The problem: Please show every line from the entries that carries the word "below".

───── Source material

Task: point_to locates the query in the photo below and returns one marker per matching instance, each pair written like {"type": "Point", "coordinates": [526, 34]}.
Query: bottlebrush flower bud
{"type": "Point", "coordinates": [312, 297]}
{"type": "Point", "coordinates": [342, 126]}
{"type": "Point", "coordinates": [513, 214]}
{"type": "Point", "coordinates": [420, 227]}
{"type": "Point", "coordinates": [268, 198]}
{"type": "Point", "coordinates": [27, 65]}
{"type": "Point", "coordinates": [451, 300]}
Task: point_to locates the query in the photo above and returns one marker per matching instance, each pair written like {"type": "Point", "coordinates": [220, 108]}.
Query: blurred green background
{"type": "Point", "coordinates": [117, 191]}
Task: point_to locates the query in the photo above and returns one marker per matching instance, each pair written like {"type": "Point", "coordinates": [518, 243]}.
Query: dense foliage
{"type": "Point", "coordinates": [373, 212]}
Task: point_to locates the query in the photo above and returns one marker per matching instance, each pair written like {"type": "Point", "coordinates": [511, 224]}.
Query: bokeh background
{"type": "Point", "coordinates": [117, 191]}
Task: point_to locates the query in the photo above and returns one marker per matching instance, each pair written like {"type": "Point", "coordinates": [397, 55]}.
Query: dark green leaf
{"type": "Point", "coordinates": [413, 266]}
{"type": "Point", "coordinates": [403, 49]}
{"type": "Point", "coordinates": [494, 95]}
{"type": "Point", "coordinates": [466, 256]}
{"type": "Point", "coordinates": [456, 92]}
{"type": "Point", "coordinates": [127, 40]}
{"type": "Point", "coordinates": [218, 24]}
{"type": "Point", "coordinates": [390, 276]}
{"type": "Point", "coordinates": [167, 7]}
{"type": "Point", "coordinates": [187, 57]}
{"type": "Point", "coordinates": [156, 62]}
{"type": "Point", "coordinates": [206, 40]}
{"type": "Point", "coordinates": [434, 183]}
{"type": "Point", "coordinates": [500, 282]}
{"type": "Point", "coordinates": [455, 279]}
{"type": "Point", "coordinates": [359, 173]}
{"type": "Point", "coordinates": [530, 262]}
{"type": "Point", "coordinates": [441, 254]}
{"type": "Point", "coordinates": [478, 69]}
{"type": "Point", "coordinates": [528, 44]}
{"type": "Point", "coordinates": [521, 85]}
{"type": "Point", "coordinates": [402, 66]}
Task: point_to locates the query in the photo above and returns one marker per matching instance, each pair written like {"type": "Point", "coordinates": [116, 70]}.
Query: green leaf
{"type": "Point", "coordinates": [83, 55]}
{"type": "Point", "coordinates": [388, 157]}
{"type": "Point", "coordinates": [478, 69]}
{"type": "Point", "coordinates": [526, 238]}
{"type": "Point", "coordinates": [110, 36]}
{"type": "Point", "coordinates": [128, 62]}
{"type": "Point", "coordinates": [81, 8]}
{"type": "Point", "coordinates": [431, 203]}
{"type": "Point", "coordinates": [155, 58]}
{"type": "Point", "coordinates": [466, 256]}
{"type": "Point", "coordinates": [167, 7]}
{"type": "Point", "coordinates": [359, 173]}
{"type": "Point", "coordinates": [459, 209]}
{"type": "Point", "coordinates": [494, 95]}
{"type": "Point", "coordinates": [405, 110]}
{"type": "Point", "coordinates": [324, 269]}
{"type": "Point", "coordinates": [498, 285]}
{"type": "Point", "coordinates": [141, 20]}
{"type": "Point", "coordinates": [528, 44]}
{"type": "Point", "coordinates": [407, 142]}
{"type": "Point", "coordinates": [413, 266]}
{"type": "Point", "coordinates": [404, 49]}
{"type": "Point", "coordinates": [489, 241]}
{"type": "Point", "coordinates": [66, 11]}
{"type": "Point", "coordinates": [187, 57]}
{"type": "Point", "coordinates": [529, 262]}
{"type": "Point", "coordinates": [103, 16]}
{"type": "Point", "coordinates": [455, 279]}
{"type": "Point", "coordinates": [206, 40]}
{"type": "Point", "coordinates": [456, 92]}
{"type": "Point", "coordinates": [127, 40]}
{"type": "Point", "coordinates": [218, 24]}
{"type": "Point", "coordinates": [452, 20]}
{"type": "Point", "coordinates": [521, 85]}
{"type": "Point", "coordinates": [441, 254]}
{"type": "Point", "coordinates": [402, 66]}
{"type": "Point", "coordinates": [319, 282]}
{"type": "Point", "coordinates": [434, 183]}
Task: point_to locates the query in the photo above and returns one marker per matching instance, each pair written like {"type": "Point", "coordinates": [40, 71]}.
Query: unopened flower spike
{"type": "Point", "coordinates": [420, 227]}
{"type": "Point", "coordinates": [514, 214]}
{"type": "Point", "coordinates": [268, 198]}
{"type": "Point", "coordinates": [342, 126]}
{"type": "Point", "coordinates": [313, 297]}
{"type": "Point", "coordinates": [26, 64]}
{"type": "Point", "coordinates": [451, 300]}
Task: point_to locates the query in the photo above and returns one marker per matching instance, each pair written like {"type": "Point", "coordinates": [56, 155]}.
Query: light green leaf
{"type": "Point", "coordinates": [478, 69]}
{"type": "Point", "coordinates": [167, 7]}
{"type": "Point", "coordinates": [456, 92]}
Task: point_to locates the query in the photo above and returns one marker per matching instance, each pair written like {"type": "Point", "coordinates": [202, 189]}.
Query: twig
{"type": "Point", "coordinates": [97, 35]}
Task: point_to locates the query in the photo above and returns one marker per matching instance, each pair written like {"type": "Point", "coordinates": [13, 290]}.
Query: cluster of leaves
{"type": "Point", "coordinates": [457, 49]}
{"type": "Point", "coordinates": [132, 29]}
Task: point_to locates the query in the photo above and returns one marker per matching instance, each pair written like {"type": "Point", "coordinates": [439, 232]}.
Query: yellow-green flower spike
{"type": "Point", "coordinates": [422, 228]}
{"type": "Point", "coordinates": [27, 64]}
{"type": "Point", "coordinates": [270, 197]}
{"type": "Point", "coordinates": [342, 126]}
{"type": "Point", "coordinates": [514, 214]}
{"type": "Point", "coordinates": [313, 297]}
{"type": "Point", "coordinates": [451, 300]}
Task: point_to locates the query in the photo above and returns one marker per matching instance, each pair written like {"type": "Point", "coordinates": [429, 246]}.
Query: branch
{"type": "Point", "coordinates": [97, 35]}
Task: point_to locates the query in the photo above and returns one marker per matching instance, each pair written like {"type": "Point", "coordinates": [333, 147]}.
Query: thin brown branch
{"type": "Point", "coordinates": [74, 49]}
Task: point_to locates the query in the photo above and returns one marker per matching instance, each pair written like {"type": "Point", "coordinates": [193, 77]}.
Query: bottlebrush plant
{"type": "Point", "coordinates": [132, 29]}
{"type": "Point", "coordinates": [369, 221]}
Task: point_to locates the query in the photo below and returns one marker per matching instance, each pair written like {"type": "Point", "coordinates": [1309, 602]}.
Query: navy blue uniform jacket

──────────

Your solution:
Task: point_to locates the query in the photo below and returns one marker per matching instance, each pair written like {"type": "Point", "coordinates": [526, 34]}.
Task: point_to locates the query in the photo below and returns one marker per matching instance, each pair written like {"type": "Point", "coordinates": [1309, 602]}.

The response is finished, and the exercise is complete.